# ACTIONS TO TAKE
**a.** In the K27 repair thread, how many of the plastic posts rising from the tender floor had sheared off?
**b.** Repeat the passage of the K27 repair thread starting at "## East Broad" and ending at "similar as reinforcement.".
**c.** Pick up the K27 repair thread after its last sentence and continue writing it.

---------- EXCERPT

# Bachmann K27 - How to glue parts?



## bobgrosh (Jan 2, 2008)

What would make the neatest repair of this?









B0B


----------



## East Broad Top (Dec 29, 2007)

Left arrow (hole in tender): Get some .005" styrene, and cut a square just a bit larger than the hole. Emboss some rivets around the edges and glue in place. Apply black paint. Lots of tenders have similar patches. (you may want to remove and flip the coupler cut lever first.  

Right arrow (broken bracket): styrene cement, let dry. If a belt and suspenders solution is desired, drill and pin with a small length of piano wide or similar as reinforcement. 

Later, 

K


----------



## Tom T (Jan 2, 2008)

Bob, 

I am making a wild guess that you FINALLY received your 'K'! I would reply to your post for this reason alone, but I also suffered almost exactly the same damage on mine too! I couldn't figure out how it was caused, but yours offers a clue. Upon decanting the tender I had a little 'chip' of plastic fall out. After a lot of head scratching, I found that it was just as yours at the center of the cut lever. I also discovered the tender shell was loose. Upon removal of tender shell I also discovered two of the three plastic 'posts' coming up from the tender floor had sheared off. One was at the base, the other about 1/3 the way up.

--------------------
---------- MATERIAL

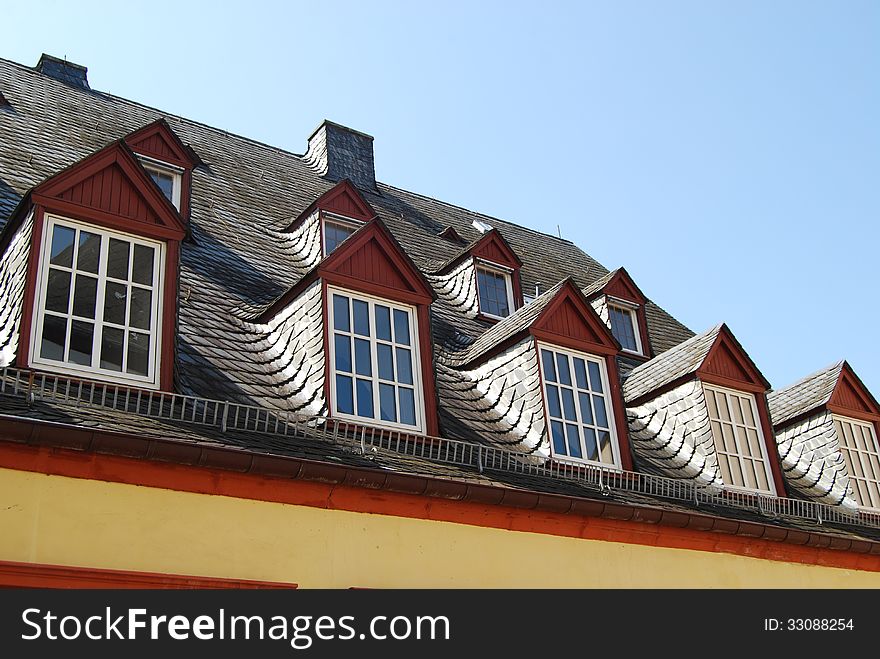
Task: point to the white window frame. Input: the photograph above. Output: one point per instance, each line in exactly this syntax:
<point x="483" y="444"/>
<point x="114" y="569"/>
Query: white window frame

--------------------

# WRITTEN RESPONSES
**a.** Two of the three.

**b.**
## East Broad Top (Dec 29, 2007)

Left arrow (hole in tender): Get some .005" styrene, and cut a square just a bit larger than the hole. Emboss some rivets around the edges and glue in place. Apply black paint. Lots of tenders have similar patches. (you may want to remove and flip the coupler cut lever first.  

Right arrow (broken bracket): styrene cement, let dry. If a belt and suspenders solution is desired, drill and pin with a small length of piano wide or similar as reinforcement.

**c.**
I used regular plastic model glue to carefully repair all three items. The chip that was out of the rear of the tender fit back in perfectly, and unless you knew to look for it, you wouldn't know. The glue was put on the back (inside) so there was not an issue of it squeezing out the joint. The posts were very carefully glued back, and once fully set, were reinforced with epoxy. Needless to say the plastic was gently roughed with some fine sandpaper so the epoxy could get a grip. Somebody else on one of the forums had the post breakage too (at the base) and used screws through the tender floor. 

Good luck with this,m and keep us up to speed with your progress with the 'K'! 

Regards from Paradise!


----------



## Guest (Jan 19, 2008)

"What would make the neatest repair of this?"

a return to Bachmann?...but u may not have it back for a month or two...depending on your FedEx guy/DesktopModules/NTForums/themes/mls/emoticons/crazy.gif


----------



## Tom T (Jan 2, 2008)

Cale, 

You are treading in VERY sensitive territory! I imagine that in Bob's house the word Fedex is usually preceded by an expletive best deleted! 

Regards,


----------



## Guest (Jan 19, 2008)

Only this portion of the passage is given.